* ВАША ЗАДАЧА: Извлеките из фрагмента документа дословно отрывок от слов «Сейчас я вижу, что» до слов «этой части справедлив.» включительно.

Я не могу согласиться и с тем, что мою неоконченную рукопись, начинающуюся словами "что такое социализм?" которую я предполагал озаглавить "У истоков культа личности", приговор называет антисоветской. В ней речь идет о внутрипартийной борьбе в 1925-29, в результате которой и развился "культ личности Сталина". И если даже там и есть вредные с партийной точки зрения высказывания, там нет ничего, направленного против советской власти, против завоеваний Октября, ничего антисоветского и контрреволюционного.

Что касается моей нелегальной деятельности, то в этой части я признаю свои действия после 21.12.56 ошибочными, а приговор справедливым, за исключением одной неточности. В последнем абзаце стр.2 утверждается, будто я ПЫТАЛСЯ СОЗДАТЬ нелегальную группу. Это фактически неверно. Группа - если то, что было, можно так называть - возникла стихийно, в результате реакции на неправильные действия ленинградских властей, направивших на площадь Искусств милицейские части, чтобы помешать дискуссии о Пикассо. Насколько необоснованными были действия милиции, видно хотя бы из того, что никому из подсудимых не инкриминируется участие в событиях на пл.Искусств 21.12.56. а арестованная 22.12.56 Красовская была выпущена, т.к. следствие не нашло возможным предъявить ей обвинение. (Описание этих событий есть среди вещественных доказательств.) Как ответ на эти действия возникли намерения заняться нелегальщиной - возникли стихийно, сразу у многих лиц. Когда такие намерения выяснились - я взял на себя руководство. Но потом так же стихийно стремления к нелегальщине исчезли - и я не пытался помешать развалу группы в Библиотечном институте.

Сейчас я вижу, что был прав до 21.12.56, когда говорил, что за демократизацию нужно бороться только легальными средствами. Когда я ни от кого не скрывал и не конспирировал своих действий, а, напротив, посылал в официальные инстанции письма, в которых излагал свои, порой резко противоречащие установленным, взгляды (напр., по венгерскому вопросу). Моя нелегальная деятельность принесла только вред тому же самому делу расширения демократии, за которое я боролся, и дала возможность назвать меня, всегда и везде доказывавшего преимущества советского строя, преимущества социализма, - назвать антисоветским человеком. Но преступление совершено, и, как бы я теперь ни рассматривал свою прошлую деятельность, приговор в этой части справедлив.

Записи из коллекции
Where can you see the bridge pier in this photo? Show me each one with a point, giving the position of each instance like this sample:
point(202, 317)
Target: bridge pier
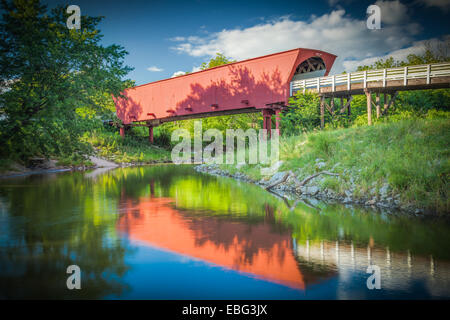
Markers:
point(150, 134)
point(369, 106)
point(267, 120)
point(277, 120)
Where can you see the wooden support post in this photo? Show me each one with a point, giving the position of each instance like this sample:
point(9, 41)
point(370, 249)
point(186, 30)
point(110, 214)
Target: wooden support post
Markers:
point(267, 121)
point(349, 101)
point(150, 134)
point(391, 101)
point(322, 112)
point(377, 102)
point(277, 120)
point(369, 107)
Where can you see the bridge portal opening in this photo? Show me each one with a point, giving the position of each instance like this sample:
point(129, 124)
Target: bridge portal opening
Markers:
point(310, 68)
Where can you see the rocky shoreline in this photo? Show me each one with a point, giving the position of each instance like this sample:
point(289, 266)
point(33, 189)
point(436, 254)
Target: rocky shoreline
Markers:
point(381, 200)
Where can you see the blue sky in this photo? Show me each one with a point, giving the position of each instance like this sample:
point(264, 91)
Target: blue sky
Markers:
point(164, 37)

* ВЫПОЛНЕННОЕ ЗАДАНИЕ:
Сейчас я вижу, что был прав до 21.12.56, когда говорил, что за демократизацию нужно бороться только легальными средствами. Когда я ни от кого не скрывал и не конспирировал своих действий, а, напротив, посылал в официальные инстанции письма, в которых излагал свои, порой резко противоречащие установленным, взгляды (напр., по венгерскому вопросу). Моя нелегальная деятельность принесла только вред тому же самому делу расширения демократии, за которое я боролся, и дала возможность назвать меня, всегда и везде доказывавшего преимущества советского строя, преимущества социализма, - назвать антисоветским человеком. Но преступление совершено, и, как бы я теперь ни рассматривал свою прошлую деятельность, приговор в этой части справедлив.